[Start of Stored data]

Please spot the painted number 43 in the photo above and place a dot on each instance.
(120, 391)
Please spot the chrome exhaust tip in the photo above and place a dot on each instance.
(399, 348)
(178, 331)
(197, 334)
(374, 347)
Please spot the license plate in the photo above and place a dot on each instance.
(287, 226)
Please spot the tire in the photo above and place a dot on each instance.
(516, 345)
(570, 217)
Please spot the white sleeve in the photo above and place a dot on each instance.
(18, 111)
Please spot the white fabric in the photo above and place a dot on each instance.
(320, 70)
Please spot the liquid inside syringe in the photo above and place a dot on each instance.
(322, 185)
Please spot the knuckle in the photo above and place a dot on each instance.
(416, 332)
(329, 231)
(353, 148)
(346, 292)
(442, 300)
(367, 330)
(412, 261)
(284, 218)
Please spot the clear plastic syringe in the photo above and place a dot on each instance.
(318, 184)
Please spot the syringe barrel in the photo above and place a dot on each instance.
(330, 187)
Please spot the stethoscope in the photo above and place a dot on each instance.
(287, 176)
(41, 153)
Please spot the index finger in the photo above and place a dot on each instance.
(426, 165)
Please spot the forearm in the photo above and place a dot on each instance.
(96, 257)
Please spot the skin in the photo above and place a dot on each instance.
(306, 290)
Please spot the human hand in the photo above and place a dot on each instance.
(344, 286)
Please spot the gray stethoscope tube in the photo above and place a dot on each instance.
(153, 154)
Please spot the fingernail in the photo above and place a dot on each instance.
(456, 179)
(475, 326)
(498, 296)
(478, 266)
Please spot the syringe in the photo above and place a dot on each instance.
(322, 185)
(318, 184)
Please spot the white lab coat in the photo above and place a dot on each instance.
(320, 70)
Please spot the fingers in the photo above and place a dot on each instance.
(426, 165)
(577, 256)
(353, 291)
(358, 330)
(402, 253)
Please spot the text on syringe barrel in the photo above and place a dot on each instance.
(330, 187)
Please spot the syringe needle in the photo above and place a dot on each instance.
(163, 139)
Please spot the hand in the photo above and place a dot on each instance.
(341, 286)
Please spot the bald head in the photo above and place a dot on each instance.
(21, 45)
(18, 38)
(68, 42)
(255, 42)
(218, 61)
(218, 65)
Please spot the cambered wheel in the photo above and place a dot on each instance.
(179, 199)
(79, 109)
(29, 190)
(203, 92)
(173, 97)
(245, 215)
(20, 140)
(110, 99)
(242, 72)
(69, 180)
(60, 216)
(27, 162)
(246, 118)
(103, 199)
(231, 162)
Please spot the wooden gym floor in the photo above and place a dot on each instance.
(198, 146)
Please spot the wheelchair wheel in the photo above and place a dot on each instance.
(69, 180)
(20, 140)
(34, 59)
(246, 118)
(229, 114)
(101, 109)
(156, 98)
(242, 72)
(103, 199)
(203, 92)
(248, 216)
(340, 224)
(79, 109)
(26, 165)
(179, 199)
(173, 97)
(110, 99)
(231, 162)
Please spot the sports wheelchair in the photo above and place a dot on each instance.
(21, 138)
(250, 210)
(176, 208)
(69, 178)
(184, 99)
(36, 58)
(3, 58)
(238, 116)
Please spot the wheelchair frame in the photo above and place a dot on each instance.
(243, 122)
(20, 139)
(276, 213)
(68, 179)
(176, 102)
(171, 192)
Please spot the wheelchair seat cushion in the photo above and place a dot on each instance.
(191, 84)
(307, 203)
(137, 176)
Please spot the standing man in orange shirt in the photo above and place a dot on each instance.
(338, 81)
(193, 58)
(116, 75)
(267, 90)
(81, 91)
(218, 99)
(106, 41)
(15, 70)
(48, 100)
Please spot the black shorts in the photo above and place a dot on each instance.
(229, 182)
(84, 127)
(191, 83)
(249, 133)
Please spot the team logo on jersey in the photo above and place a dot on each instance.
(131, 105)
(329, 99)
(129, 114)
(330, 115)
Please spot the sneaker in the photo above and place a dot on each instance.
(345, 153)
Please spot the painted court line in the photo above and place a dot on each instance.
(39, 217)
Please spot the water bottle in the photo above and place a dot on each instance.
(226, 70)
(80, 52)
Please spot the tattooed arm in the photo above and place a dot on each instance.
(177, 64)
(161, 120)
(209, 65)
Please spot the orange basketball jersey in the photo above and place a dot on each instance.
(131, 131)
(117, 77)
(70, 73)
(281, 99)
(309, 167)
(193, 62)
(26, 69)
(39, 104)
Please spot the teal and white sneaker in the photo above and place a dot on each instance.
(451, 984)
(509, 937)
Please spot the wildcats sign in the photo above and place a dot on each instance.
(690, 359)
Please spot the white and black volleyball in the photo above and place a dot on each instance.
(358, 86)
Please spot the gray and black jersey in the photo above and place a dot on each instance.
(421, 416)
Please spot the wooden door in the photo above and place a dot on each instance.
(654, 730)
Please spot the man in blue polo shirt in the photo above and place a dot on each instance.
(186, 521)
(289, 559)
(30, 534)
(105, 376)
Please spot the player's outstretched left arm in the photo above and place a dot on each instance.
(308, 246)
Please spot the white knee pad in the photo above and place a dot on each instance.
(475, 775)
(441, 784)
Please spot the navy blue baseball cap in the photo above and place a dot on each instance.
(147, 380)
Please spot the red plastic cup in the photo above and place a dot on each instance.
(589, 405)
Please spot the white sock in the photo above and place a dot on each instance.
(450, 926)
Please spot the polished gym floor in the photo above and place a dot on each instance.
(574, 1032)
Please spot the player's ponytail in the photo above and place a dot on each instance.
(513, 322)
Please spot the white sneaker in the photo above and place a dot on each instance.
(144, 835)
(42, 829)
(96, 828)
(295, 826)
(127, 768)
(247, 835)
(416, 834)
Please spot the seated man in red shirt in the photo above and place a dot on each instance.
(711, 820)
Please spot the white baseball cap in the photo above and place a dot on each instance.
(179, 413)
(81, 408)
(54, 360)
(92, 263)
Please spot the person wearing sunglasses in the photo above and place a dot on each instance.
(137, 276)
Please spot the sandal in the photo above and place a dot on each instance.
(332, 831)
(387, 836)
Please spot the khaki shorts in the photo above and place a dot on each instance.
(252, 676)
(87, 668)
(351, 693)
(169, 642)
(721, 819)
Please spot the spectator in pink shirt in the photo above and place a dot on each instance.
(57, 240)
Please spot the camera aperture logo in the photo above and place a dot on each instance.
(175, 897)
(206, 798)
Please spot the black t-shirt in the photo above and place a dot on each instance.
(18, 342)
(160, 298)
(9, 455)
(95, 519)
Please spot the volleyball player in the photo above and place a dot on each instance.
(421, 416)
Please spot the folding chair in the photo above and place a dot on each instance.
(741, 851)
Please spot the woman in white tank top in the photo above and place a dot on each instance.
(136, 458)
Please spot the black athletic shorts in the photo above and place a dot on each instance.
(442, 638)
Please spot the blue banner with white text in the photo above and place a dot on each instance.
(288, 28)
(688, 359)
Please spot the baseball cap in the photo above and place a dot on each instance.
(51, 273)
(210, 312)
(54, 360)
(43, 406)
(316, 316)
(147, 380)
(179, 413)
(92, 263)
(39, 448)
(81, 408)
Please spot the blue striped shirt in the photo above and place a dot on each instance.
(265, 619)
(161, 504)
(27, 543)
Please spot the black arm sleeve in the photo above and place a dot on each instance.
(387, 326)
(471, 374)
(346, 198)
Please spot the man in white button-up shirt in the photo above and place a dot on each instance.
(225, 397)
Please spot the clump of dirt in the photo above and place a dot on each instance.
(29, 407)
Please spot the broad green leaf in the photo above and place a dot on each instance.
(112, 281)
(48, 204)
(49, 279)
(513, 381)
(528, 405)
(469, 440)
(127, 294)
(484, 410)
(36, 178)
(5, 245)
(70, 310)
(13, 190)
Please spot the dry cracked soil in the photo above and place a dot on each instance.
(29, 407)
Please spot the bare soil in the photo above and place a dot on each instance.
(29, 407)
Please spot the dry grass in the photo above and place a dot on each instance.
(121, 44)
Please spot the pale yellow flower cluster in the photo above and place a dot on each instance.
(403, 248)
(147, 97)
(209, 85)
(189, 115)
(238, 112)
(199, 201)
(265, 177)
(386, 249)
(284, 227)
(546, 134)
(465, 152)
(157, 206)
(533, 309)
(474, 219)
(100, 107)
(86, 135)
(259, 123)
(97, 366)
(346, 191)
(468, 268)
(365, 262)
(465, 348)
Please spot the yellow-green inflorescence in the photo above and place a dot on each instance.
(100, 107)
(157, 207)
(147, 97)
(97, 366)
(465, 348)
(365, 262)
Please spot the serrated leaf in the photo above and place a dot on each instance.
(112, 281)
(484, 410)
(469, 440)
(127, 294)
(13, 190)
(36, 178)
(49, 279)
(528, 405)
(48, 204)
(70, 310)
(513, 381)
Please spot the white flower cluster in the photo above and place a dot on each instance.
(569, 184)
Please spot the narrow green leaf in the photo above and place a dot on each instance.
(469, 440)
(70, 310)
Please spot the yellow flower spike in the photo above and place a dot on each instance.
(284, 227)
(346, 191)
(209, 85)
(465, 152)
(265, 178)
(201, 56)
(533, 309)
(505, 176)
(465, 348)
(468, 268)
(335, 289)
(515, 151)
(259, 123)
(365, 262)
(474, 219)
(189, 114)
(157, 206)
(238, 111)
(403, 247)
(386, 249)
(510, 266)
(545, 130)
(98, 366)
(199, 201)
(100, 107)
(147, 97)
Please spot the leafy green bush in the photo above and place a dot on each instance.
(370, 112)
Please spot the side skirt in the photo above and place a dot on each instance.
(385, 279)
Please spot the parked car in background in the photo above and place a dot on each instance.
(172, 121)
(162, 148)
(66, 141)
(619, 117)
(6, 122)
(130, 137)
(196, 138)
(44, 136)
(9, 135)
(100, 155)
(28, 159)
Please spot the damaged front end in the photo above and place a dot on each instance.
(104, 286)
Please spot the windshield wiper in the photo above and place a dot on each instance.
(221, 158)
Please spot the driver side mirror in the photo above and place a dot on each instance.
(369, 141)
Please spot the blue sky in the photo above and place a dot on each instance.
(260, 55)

[End of Stored data]

Challenge ▸ Quote every line from the line containing "Please spot the leafy" through the closing line of the listing, including both.

Answer for the task ▸
Please spot the leafy green bush in the photo above and place a dot on each instance.
(370, 112)
Please spot the side skirt in the photo above and place a dot on each instance.
(385, 279)
Please spot the parked car in background in the photo above and place a dot on each instance.
(172, 121)
(162, 148)
(66, 141)
(619, 117)
(6, 122)
(130, 137)
(196, 138)
(44, 136)
(9, 135)
(100, 155)
(28, 159)
Please spot the damaged front end in the photo above and place a dot on each instance.
(104, 286)
Please spot the windshield wiper in the photo above and place a dot on each instance.
(221, 158)
Please spot the driver side mirror in the photo above and place a dot on each instance.
(369, 141)
Please spot the blue sky in the photo above and place a dot on each instance.
(260, 55)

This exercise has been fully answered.